『题解』SPOJ 12005 Grass Planting

模板题，难点在于怎样将点权变为边权。

我们可以考虑这样的事情，对于树上除了根之外的所有点，都有入边仅为 \(1\)， 出边可能为多条 则我们可以将这条入边的边权转化到这个点上。

树链剖分之后得到区间，我们可以知道对于树询问路径最后一段询问中 \(u,v\) 所在的重链为同一条，所以在转化后这段区间是连续的，我们只需要把这棵子树的根节点去掉即可， 即 \((id[v] + 1, id[u])\)。

Code

#include <bits/stdc++.h>

#define L u << 1
#define R u << 1 | 1

using namespace std;

const int maxn = 100010, maxm = maxn * 2;

int n, m;
int h[maxn], e[maxm], ne[maxm], idx; 
int dep[maxn], fa[maxn], sz[maxn], son[maxn];
int id[maxn], top[maxn], cnt;

struct Node
{
	int l, r;
	int sum, add;
}tr[maxn << 2];

void add(int a, int b)
{
	e[idx] = b, ne[idx] = h[a], h[a] = idx ++ ; 
}

void dfs1(int u, int father, int depth)
{
	dep[u] = depth, fa[u] = father, sz[u] = 1;
	for (int i = h[u]; ~i; i = ne[i])
	{
		int j = e[i];
		if (j == father) continue;
		dfs1(j, u, depth + 1);
		sz[u] += sz[j];
		if (sz[j] > sz[son[u]]) son[u] = j;
	}
}

void dfs2(int u, int t)
{
	id[u] = ++ cnt, top[u] = t;
	if (!son[u]) return;
	dfs2(son[u], t);
	for (int i = h[u]; ~i; i = ne[i])
	{
		int j = e[i];
		if (j == fa[u] || j == son[u]) continue;
		dfs2(j, j);
	}
}

void pushup(int u)
{
	tr[u].sum = tr[L].sum + tr[R].sum;
}

void pushdown(int u)
{
	auto &root = tr[u], &left = tr[L], &right = tr[R];
	if (root.add)
	{
		left.add += root.add, left.sum += (left.r - left.l + 1) * root.add;
		right.add += root.add, right.sum += (right.r - right.l + 1) * root.add;
		root.add = 0;
	}
}

void build(int u, int l, int r)
{
	tr[u] = {l, r, 0, 0};
	if (l == r) return;
	int mid = l + r >> 1;
	build(L, l, mid), build(R, mid + 1, r);
	pushup(u);
}

void update(int u, int l, int r)
{
	if (tr[u].l >= l && tr[u].r <= r)
	{
		tr[u].sum += tr[u].r - tr[u].l + 1;
		tr[u].add ++ ;
		return;
	}
	pushdown(u);
	int mid = tr[u].l + tr[u].r >> 1;
	if (l <= mid) update(L, l, r);
	if (r > mid) update(R, l, r);
	pushup(u);
}

int query(int u, int l, int r)

[已存储的数据集条目]
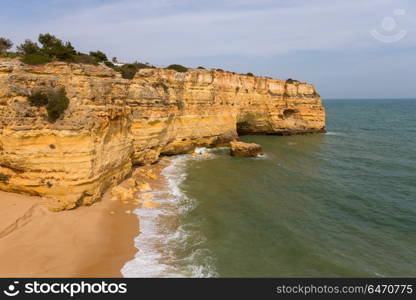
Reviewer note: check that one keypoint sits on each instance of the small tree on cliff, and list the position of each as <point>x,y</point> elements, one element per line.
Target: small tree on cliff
<point>99,56</point>
<point>5,44</point>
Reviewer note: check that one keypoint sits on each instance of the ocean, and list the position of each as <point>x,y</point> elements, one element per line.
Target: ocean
<point>340,204</point>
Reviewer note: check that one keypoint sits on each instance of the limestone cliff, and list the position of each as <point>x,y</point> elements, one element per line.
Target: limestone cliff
<point>113,123</point>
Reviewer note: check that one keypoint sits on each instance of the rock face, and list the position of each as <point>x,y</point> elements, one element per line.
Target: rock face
<point>245,149</point>
<point>113,123</point>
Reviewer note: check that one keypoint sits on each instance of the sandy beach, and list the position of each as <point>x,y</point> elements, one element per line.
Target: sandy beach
<point>94,241</point>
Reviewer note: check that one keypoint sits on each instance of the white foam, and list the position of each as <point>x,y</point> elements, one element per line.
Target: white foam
<point>335,133</point>
<point>166,250</point>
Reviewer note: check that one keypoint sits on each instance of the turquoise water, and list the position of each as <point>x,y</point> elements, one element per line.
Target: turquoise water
<point>335,204</point>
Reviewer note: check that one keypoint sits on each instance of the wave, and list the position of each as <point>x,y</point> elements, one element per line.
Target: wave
<point>335,133</point>
<point>168,248</point>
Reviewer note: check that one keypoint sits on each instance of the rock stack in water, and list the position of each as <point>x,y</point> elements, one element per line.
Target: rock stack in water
<point>111,123</point>
<point>245,149</point>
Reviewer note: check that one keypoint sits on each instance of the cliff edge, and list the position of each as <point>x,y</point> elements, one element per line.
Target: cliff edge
<point>113,123</point>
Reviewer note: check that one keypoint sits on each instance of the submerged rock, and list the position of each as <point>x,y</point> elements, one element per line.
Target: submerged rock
<point>245,149</point>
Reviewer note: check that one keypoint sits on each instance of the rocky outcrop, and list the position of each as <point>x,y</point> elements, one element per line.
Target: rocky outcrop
<point>113,123</point>
<point>245,149</point>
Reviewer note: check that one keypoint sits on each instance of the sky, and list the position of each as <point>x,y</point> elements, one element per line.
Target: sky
<point>347,49</point>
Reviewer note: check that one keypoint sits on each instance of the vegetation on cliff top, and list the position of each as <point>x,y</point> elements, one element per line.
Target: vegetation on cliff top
<point>49,48</point>
<point>177,68</point>
<point>56,102</point>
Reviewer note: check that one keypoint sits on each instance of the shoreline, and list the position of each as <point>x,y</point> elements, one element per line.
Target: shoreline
<point>93,241</point>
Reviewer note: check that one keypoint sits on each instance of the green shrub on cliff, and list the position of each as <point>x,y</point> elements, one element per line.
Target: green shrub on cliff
<point>35,59</point>
<point>5,45</point>
<point>129,70</point>
<point>53,49</point>
<point>99,56</point>
<point>4,178</point>
<point>38,99</point>
<point>57,104</point>
<point>177,68</point>
<point>291,81</point>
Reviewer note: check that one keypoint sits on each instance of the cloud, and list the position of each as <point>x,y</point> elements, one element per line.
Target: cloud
<point>169,29</point>
<point>327,42</point>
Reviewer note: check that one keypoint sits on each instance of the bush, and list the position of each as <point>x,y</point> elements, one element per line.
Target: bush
<point>38,99</point>
<point>5,44</point>
<point>4,178</point>
<point>291,81</point>
<point>82,58</point>
<point>53,49</point>
<point>28,47</point>
<point>177,68</point>
<point>35,59</point>
<point>127,71</point>
<point>57,104</point>
<point>109,64</point>
<point>99,56</point>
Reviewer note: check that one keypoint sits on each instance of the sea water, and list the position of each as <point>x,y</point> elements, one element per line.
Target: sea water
<point>325,205</point>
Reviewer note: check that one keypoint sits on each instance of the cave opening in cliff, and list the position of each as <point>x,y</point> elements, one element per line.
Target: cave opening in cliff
<point>287,113</point>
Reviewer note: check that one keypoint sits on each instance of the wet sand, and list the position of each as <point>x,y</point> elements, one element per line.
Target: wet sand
<point>94,241</point>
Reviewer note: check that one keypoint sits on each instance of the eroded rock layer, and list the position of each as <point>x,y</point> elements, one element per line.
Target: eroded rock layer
<point>113,123</point>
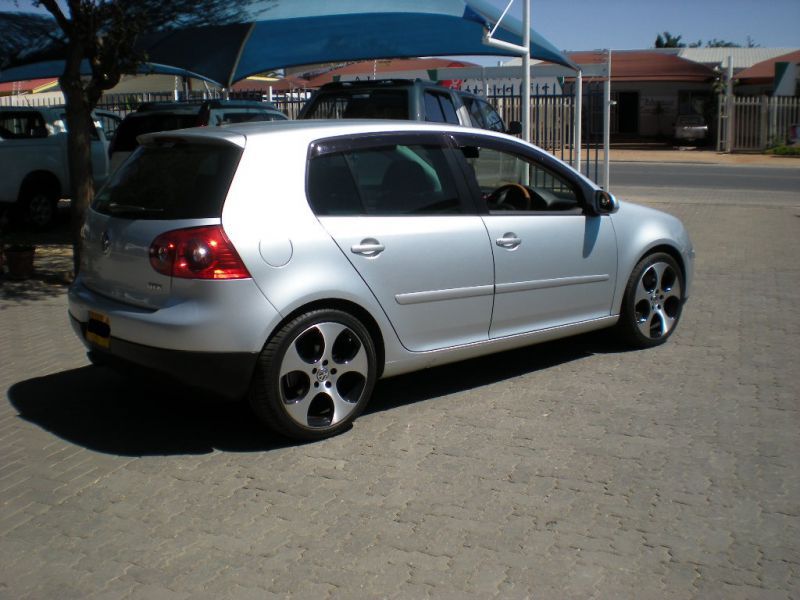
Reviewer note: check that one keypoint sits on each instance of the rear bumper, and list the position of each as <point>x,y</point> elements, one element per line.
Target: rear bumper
<point>225,373</point>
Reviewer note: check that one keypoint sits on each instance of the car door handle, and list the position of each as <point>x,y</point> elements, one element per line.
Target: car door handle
<point>368,247</point>
<point>509,240</point>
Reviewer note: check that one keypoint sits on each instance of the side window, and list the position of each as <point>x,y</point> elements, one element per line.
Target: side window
<point>475,112</point>
<point>490,116</point>
<point>390,180</point>
<point>95,123</point>
<point>511,182</point>
<point>439,108</point>
<point>22,125</point>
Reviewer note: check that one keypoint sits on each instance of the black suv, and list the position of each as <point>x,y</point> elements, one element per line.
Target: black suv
<point>405,99</point>
<point>166,116</point>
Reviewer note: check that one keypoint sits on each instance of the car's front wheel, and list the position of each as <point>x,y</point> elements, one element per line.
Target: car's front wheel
<point>315,375</point>
<point>653,301</point>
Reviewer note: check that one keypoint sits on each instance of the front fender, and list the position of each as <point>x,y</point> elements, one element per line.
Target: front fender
<point>640,231</point>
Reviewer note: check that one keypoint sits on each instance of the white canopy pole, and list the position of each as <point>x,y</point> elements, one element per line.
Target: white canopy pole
<point>578,118</point>
<point>525,52</point>
<point>607,126</point>
<point>526,71</point>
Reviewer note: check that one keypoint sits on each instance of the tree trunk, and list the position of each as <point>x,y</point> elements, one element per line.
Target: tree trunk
<point>80,129</point>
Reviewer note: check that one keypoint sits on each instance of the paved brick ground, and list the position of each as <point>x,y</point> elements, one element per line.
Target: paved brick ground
<point>568,470</point>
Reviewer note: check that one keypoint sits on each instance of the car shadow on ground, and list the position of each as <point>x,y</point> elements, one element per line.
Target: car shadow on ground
<point>107,412</point>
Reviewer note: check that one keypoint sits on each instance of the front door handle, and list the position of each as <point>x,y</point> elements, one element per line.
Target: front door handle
<point>368,247</point>
<point>509,241</point>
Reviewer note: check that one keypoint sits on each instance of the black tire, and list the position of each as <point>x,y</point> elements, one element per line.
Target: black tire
<point>653,301</point>
<point>335,373</point>
<point>39,205</point>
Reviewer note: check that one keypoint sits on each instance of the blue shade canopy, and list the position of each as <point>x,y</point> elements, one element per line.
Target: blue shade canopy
<point>262,35</point>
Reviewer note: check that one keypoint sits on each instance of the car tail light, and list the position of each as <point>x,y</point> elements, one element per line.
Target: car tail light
<point>197,253</point>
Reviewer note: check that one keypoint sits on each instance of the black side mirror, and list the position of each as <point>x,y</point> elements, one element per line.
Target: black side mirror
<point>605,203</point>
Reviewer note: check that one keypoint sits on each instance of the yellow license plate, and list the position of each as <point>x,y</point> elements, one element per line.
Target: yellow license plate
<point>98,330</point>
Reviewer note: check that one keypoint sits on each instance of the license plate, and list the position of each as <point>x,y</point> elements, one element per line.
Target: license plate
<point>98,330</point>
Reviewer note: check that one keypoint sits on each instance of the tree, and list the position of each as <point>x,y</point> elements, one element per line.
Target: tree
<point>104,32</point>
<point>667,40</point>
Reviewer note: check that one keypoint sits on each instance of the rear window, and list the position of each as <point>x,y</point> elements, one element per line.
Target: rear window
<point>171,181</point>
<point>245,117</point>
<point>360,104</point>
<point>691,120</point>
<point>136,125</point>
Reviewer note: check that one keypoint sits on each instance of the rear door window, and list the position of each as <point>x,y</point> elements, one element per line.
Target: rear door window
<point>360,104</point>
<point>22,125</point>
<point>439,108</point>
<point>388,180</point>
<point>171,180</point>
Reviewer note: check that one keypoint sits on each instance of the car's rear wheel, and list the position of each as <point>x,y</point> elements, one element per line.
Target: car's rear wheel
<point>315,375</point>
<point>653,301</point>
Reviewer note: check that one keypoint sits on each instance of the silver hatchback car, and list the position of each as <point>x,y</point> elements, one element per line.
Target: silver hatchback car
<point>295,263</point>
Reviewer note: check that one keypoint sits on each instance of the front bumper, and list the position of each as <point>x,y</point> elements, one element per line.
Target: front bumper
<point>225,373</point>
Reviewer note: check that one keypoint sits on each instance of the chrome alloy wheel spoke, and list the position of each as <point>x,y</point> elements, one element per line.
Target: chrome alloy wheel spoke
<point>320,357</point>
<point>657,300</point>
<point>299,409</point>
<point>292,361</point>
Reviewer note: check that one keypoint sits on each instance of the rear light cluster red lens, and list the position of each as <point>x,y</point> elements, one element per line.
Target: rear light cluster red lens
<point>197,253</point>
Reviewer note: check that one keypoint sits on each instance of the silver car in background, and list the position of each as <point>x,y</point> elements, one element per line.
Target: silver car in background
<point>295,263</point>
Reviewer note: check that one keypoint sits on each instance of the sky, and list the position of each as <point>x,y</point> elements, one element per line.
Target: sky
<point>634,24</point>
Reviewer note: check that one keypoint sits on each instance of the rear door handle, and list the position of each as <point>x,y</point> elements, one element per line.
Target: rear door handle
<point>368,247</point>
<point>509,240</point>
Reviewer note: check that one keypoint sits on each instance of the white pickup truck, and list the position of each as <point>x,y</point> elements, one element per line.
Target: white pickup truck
<point>34,170</point>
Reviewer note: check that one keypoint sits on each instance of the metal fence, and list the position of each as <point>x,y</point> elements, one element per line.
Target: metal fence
<point>553,120</point>
<point>757,122</point>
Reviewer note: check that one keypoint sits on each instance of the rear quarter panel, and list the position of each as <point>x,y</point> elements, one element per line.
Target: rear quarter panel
<point>292,259</point>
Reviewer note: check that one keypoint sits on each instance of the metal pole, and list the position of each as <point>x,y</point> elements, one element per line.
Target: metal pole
<point>526,71</point>
<point>578,118</point>
<point>607,125</point>
<point>729,108</point>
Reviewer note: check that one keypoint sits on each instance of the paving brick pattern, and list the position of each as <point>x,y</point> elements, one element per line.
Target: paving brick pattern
<point>568,470</point>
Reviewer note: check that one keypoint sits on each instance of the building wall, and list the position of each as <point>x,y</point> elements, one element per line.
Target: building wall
<point>659,103</point>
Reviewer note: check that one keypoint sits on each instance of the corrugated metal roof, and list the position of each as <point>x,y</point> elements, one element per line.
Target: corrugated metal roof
<point>765,70</point>
<point>743,58</point>
<point>646,65</point>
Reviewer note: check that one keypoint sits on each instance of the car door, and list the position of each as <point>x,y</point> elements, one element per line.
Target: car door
<point>397,212</point>
<point>555,263</point>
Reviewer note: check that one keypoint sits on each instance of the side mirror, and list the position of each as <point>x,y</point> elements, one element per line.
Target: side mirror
<point>605,203</point>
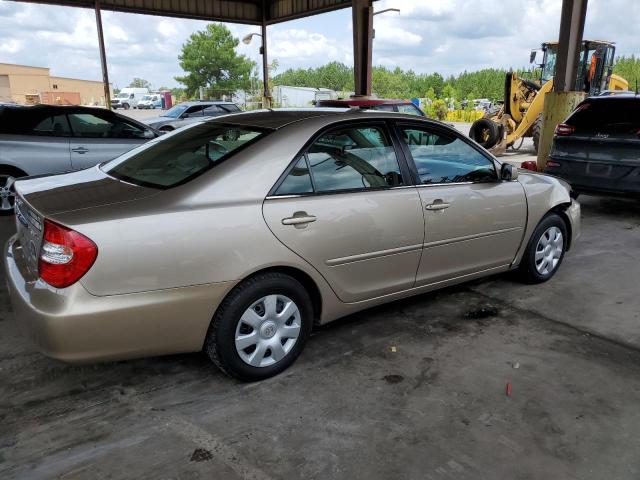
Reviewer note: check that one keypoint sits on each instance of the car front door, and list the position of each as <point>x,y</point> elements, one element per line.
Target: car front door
<point>98,137</point>
<point>347,207</point>
<point>473,221</point>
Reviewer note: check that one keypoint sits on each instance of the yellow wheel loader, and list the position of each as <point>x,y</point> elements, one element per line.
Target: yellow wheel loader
<point>521,114</point>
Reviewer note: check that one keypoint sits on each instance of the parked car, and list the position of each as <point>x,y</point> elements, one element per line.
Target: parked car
<point>237,235</point>
<point>386,105</point>
<point>128,98</point>
<point>152,101</point>
<point>597,149</point>
<point>190,112</point>
<point>45,139</point>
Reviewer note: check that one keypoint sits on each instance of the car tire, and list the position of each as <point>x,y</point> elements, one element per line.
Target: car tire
<point>545,250</point>
<point>485,132</point>
<point>8,175</point>
<point>248,338</point>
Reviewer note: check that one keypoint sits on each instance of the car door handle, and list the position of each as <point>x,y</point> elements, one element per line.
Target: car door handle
<point>299,219</point>
<point>437,205</point>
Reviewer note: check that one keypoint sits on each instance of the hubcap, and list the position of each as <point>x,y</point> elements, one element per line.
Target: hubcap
<point>268,330</point>
<point>7,195</point>
<point>549,250</point>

> [任务说明 1] 请用两句话概括上方这篇题解的思路。
> [任务说明 2]
判断下面三种说法是否与这篇题解一致，每项答“是”或“否”，并原样引用题解中起决定作用的文字。
(a) 这篇题解认为本题的难点在于怎样将点权变为边权。
(b) 转化时，把某点出边的边权放到这个点上。
(c) 路径最后一段询问中，u 和 v 位于不同的重链。

> [书面回答 1] 这篇题解指出，这道模板题的难点在于把点权变为边权：树上除根以外的每个点只有一条入边，因此可以把这条入边的边权转化到该点上。树链剖分后，路径最后一段询问中 u、v 位于同一条重链，转化后的区间是连续的，只需去掉这棵子树的根节点，即取 (id[v] + 1, id[u])。

> [书面回答 2]
(a) 是。“难点在于怎样将点权变为边权”
(b) 否。“则我们可以将这条入边的边权转化到这个点上”
(c) 否。“所在的重链为同一条，所以在转化后这段区间是连续的”